- [What you will do]:
Your task is to transcribe the entries below exactly, beginning with the line containing "Target: neon printed top" and ending with the final line, and to add nothing else.

Collected data entries:
┌────────
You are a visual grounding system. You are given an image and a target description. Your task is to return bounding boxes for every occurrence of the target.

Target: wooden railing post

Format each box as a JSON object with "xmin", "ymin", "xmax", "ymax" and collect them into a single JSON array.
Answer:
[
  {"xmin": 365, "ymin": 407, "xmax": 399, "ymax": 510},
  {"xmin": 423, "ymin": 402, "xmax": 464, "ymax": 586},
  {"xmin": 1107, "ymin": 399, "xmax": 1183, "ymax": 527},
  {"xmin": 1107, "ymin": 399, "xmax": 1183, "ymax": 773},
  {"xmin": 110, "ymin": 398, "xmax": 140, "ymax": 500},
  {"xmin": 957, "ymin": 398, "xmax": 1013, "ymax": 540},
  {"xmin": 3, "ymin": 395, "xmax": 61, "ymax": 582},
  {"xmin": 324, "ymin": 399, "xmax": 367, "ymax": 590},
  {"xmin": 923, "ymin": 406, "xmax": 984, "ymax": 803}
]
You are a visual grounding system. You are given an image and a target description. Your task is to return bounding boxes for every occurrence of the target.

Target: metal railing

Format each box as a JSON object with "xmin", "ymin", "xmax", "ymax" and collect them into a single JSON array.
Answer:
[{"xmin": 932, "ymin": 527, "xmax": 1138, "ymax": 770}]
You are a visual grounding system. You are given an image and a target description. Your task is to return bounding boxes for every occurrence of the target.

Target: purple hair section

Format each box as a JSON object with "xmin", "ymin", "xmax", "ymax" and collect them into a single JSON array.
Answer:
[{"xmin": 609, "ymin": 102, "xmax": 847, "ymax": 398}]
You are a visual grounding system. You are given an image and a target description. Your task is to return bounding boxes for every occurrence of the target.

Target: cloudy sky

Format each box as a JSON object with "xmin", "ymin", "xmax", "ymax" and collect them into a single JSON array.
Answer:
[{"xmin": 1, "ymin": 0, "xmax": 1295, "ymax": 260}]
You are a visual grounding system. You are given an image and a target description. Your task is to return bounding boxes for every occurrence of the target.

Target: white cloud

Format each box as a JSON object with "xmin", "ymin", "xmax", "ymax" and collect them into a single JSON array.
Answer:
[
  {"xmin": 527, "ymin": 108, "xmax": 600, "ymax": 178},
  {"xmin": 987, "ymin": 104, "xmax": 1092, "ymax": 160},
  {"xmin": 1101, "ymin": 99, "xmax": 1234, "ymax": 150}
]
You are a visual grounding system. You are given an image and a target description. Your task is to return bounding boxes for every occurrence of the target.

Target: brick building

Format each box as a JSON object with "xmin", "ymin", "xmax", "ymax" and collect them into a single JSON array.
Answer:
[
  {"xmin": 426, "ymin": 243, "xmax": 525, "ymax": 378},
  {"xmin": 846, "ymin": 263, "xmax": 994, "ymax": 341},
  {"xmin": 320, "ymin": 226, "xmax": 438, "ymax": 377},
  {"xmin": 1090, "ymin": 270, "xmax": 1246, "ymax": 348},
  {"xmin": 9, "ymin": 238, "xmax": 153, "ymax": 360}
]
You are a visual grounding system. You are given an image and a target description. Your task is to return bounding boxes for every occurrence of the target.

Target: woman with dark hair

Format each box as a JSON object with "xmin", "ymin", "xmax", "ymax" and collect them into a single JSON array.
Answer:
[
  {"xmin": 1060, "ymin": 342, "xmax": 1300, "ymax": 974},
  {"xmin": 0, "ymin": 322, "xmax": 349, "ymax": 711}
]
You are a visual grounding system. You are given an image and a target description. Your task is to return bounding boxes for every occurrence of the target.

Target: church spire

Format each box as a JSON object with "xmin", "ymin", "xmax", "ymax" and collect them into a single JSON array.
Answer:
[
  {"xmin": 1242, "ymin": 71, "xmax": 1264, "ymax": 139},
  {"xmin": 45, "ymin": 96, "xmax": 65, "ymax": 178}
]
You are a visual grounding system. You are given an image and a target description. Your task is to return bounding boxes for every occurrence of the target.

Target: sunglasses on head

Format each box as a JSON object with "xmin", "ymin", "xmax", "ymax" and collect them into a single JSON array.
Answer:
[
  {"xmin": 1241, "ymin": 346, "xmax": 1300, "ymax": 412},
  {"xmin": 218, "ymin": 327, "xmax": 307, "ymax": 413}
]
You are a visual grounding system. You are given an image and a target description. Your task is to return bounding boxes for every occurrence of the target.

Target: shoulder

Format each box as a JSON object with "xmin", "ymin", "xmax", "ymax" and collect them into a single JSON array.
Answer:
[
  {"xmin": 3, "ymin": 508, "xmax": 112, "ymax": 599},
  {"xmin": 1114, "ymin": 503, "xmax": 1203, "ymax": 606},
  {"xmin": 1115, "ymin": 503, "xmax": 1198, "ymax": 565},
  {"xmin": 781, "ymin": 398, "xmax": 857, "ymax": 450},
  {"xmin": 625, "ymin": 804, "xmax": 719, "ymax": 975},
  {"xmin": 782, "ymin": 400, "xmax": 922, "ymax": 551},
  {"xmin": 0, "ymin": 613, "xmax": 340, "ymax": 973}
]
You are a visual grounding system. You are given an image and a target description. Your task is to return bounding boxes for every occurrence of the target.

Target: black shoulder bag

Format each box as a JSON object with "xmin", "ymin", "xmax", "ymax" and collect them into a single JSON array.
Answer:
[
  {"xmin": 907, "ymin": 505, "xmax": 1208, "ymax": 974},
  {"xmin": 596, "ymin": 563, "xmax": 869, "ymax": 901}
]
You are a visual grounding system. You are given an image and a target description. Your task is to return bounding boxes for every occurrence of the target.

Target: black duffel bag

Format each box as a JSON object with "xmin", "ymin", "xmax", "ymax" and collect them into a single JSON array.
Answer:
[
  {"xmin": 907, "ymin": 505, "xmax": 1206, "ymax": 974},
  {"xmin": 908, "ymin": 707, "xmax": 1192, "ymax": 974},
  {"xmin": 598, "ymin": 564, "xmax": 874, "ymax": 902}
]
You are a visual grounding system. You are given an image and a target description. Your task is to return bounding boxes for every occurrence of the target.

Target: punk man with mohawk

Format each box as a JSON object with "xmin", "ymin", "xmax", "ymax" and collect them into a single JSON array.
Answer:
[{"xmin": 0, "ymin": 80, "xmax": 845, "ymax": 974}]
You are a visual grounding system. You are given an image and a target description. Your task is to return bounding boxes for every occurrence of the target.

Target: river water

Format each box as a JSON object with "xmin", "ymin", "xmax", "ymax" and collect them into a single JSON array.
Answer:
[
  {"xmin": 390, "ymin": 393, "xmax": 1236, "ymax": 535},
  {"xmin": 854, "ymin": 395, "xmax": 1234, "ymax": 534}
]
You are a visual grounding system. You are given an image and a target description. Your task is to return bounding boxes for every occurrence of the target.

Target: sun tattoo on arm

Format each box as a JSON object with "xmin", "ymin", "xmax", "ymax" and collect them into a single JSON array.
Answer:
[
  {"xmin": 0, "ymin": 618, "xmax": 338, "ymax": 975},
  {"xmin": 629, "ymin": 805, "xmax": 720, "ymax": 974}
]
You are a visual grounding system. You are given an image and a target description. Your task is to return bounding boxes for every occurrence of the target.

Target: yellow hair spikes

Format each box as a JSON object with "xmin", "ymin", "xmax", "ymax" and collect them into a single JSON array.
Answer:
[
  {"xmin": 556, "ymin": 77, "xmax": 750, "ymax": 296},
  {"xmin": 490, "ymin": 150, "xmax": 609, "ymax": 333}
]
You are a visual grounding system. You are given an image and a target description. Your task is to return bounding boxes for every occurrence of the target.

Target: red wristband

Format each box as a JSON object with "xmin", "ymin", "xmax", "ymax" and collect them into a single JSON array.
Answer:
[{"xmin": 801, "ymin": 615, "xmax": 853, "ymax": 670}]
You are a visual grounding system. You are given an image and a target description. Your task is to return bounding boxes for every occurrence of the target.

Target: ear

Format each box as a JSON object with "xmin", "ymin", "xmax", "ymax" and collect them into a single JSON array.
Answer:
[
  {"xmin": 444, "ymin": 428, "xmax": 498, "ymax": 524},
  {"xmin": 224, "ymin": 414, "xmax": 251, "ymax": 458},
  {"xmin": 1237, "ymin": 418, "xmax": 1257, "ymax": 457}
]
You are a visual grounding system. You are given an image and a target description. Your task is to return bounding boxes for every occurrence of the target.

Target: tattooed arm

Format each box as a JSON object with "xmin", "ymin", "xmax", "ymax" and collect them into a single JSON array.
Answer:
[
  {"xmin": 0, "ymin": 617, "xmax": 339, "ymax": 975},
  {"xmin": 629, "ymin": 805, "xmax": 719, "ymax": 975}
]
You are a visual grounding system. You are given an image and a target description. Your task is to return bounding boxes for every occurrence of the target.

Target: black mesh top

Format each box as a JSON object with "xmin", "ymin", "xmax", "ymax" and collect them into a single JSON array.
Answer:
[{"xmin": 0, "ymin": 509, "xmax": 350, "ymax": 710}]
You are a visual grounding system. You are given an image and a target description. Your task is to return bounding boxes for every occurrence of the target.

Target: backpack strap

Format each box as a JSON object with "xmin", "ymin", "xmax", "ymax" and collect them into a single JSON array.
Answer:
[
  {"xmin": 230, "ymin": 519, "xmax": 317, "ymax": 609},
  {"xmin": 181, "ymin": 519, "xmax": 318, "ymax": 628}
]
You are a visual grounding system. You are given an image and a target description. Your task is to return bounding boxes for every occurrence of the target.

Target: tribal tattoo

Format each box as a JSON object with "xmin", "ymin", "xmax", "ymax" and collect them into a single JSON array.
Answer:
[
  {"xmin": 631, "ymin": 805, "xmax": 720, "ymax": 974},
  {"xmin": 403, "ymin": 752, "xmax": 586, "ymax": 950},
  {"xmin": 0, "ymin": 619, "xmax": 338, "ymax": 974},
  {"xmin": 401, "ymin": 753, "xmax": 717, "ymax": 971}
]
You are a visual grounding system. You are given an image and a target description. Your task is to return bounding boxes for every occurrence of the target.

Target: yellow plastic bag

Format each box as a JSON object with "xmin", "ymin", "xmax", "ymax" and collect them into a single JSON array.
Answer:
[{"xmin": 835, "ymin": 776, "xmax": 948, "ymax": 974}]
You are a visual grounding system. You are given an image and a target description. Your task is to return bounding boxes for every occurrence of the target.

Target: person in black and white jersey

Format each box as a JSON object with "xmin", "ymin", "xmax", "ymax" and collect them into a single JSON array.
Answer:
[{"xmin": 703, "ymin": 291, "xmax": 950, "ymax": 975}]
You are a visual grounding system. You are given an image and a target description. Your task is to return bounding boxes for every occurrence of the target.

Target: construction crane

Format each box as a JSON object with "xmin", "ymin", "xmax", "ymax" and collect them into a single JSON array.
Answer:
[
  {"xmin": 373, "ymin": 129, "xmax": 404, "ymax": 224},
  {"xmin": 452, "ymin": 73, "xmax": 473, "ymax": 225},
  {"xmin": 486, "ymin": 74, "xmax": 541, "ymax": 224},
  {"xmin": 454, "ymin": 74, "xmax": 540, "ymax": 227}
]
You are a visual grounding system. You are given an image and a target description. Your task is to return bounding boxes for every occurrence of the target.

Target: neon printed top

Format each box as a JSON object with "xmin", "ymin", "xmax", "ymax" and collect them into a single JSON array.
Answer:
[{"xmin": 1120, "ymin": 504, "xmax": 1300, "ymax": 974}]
└────────
- [Response to this exercise]:
Target: neon printed top

Format each box as a JSON object with "xmin", "ymin", "xmax", "ymax" and collect them into a single JSON array.
Answer:
[{"xmin": 1120, "ymin": 504, "xmax": 1300, "ymax": 974}]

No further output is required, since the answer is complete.